EXERCISE AIM:
Print the line that contains "the bridge deck" and every line after it through the last line of the records below, exactly as written and nothing else.

ENTRIES SUPPLIED:
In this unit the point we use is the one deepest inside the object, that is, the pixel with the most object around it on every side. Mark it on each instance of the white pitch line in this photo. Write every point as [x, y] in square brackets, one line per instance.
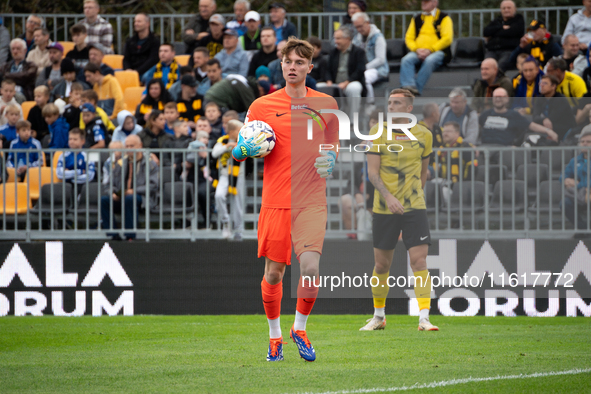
[455, 381]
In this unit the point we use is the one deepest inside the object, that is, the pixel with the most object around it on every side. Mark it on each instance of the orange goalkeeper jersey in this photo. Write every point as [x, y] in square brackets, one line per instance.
[290, 179]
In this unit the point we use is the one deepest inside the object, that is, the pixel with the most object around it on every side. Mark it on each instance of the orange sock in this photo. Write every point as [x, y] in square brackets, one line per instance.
[272, 295]
[306, 297]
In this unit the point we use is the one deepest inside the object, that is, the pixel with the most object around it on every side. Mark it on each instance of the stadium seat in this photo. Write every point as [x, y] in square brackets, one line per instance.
[68, 46]
[114, 61]
[467, 52]
[14, 199]
[182, 60]
[395, 51]
[132, 97]
[26, 106]
[127, 79]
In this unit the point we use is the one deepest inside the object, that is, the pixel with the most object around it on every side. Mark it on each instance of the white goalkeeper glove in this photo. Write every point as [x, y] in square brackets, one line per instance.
[325, 163]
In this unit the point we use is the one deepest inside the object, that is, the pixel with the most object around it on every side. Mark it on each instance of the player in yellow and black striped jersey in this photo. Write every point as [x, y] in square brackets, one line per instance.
[398, 168]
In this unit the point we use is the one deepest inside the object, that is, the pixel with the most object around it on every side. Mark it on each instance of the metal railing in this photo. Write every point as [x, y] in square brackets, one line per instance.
[511, 192]
[467, 23]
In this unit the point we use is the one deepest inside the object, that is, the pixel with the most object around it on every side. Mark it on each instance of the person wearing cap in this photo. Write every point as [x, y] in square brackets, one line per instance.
[241, 8]
[39, 55]
[98, 29]
[428, 39]
[251, 39]
[283, 28]
[52, 74]
[198, 26]
[141, 49]
[267, 53]
[233, 58]
[214, 40]
[502, 34]
[538, 42]
[189, 102]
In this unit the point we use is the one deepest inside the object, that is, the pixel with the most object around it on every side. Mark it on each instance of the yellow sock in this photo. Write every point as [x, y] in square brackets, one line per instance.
[423, 289]
[380, 292]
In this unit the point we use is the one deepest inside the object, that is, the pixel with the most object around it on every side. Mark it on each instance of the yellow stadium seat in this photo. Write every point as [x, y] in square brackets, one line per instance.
[182, 60]
[68, 46]
[9, 203]
[26, 106]
[127, 79]
[37, 177]
[132, 97]
[114, 61]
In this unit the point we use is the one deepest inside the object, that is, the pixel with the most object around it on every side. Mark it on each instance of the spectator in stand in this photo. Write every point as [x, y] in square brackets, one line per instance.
[156, 98]
[579, 24]
[33, 22]
[241, 7]
[458, 110]
[527, 85]
[251, 39]
[346, 69]
[198, 26]
[266, 54]
[75, 167]
[141, 49]
[96, 54]
[130, 184]
[127, 126]
[38, 125]
[52, 74]
[372, 41]
[233, 58]
[552, 110]
[23, 73]
[21, 161]
[502, 126]
[58, 128]
[502, 35]
[283, 28]
[80, 53]
[190, 103]
[538, 42]
[110, 96]
[96, 132]
[318, 60]
[577, 192]
[98, 29]
[39, 55]
[428, 39]
[491, 78]
[570, 85]
[214, 40]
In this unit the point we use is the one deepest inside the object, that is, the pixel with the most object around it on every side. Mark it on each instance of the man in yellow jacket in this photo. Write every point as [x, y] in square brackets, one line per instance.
[428, 39]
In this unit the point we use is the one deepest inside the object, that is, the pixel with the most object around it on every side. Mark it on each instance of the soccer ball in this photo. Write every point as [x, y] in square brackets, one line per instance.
[263, 135]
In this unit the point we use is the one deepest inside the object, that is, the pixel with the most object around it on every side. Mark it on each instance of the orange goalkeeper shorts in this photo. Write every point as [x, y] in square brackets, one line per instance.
[279, 228]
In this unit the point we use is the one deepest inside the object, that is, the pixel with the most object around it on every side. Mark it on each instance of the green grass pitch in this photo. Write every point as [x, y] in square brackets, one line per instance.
[226, 354]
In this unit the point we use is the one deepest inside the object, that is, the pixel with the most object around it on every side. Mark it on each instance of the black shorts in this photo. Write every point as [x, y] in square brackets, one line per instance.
[414, 226]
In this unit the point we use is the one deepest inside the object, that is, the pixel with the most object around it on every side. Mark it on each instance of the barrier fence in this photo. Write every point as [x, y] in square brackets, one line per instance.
[467, 23]
[503, 193]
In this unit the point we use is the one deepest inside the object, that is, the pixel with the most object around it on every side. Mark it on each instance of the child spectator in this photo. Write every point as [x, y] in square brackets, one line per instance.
[38, 125]
[7, 92]
[79, 54]
[171, 114]
[58, 127]
[127, 126]
[74, 167]
[156, 98]
[8, 131]
[95, 129]
[21, 160]
[228, 181]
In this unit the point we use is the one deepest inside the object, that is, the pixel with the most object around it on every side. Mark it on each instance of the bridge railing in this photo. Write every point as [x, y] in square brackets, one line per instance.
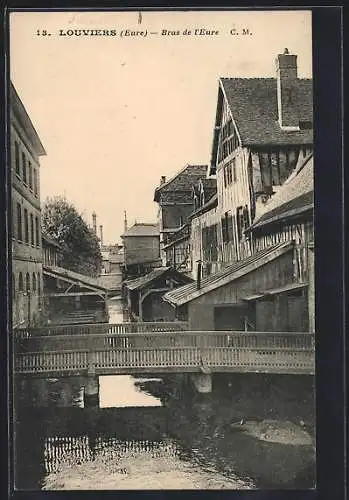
[257, 351]
[123, 360]
[169, 339]
[100, 328]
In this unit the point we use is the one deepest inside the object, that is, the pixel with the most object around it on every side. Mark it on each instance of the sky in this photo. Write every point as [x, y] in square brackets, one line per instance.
[115, 113]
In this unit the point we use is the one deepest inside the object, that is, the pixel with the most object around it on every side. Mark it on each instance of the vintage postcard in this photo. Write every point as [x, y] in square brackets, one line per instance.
[163, 299]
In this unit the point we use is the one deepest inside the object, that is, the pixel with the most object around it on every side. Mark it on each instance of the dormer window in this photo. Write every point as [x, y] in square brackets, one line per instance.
[305, 125]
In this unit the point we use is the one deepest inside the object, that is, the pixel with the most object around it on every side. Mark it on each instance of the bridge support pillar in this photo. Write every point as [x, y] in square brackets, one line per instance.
[91, 392]
[202, 382]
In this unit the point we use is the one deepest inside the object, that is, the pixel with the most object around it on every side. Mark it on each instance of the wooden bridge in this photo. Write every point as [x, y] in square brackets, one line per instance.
[127, 349]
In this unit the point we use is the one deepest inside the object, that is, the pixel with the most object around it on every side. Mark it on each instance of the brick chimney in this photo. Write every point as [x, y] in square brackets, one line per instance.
[125, 222]
[94, 223]
[286, 77]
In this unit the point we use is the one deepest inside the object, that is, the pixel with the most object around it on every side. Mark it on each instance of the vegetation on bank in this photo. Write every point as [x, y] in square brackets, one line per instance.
[80, 246]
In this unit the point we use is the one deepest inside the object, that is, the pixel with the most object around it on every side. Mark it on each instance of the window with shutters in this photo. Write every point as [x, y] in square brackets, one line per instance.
[19, 223]
[30, 172]
[37, 239]
[246, 218]
[26, 226]
[20, 282]
[36, 187]
[17, 162]
[32, 234]
[229, 219]
[24, 168]
[240, 221]
[234, 176]
[224, 230]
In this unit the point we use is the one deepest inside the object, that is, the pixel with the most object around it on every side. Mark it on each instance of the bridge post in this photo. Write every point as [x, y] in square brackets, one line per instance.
[202, 382]
[91, 390]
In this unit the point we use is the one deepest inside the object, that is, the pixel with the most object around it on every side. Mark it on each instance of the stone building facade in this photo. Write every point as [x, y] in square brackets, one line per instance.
[27, 280]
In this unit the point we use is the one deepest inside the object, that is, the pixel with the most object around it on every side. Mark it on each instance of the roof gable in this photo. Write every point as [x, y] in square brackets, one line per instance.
[296, 195]
[253, 104]
[182, 181]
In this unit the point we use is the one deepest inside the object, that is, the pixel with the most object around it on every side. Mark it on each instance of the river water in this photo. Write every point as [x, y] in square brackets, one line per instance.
[252, 432]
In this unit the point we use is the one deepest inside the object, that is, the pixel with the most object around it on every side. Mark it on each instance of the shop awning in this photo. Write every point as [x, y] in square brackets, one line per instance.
[187, 293]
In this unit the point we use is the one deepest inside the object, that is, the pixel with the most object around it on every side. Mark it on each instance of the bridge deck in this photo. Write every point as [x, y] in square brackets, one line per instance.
[152, 352]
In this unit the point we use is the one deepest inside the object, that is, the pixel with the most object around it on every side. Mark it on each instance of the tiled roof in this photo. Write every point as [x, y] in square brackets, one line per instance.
[139, 283]
[294, 196]
[253, 103]
[187, 293]
[209, 183]
[183, 180]
[80, 279]
[211, 203]
[143, 229]
[50, 241]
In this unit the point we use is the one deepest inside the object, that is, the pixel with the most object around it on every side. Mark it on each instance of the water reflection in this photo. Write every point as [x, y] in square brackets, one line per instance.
[123, 391]
[154, 433]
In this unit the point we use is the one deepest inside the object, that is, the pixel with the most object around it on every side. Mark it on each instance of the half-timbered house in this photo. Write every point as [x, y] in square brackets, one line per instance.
[273, 288]
[141, 249]
[288, 216]
[176, 203]
[145, 294]
[263, 130]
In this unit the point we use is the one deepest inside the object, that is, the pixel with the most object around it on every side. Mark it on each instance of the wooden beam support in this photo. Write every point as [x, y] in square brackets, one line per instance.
[74, 294]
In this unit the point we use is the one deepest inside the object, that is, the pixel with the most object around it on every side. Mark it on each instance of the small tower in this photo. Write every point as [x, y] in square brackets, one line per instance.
[94, 222]
[125, 222]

FINAL RESULT:
In this unit the point we use is the one deepest inside the object, that is, the pixel with the most object around it on every side. Mark it on each instance of the bridge deck in this photo. Write every point as [x, y] in square brackets, one line per instance.
[152, 352]
In this unit the point we use is the one deepest inside the object, that is, the pixel with the most object around it on every side. Mark it on each instance of the tiled roof in this photo. Write every point as [x, y] in square brackets, one line per instance.
[139, 283]
[294, 196]
[253, 103]
[187, 293]
[209, 183]
[183, 180]
[80, 279]
[211, 203]
[143, 229]
[50, 241]
In this unit the point we use is the one deepest inside the object, that is, the pixel with the most object around it on every side. Mark it on each instance of the water reflection in this photo. Write every point as [x, y] in square brackets, one line per instance.
[123, 391]
[154, 433]
In this unit the point we use is the one deepest inside the object, that is, the pixel with the most object around it on every side. Mark it on each instance of the half-timbered house in this photo. Write every point as [x, y] in square brackets, one line per instance.
[273, 288]
[141, 249]
[288, 216]
[176, 203]
[145, 294]
[263, 130]
In this unit the point we use is the one deepest inside the object, that is, the pixel with the most object around it on every side. Mark it on each instance of the wooden beam support in this photo. Write every point as [x, y] in square brackets, one line per instance.
[74, 294]
In this unit the point we use is the one deepest inside the object, that is, the pixel with the most object around it on every side. Mark it on each instance of the small tower in this photo. Write every point as [x, y] in square brackets, one line per instance.
[94, 222]
[125, 222]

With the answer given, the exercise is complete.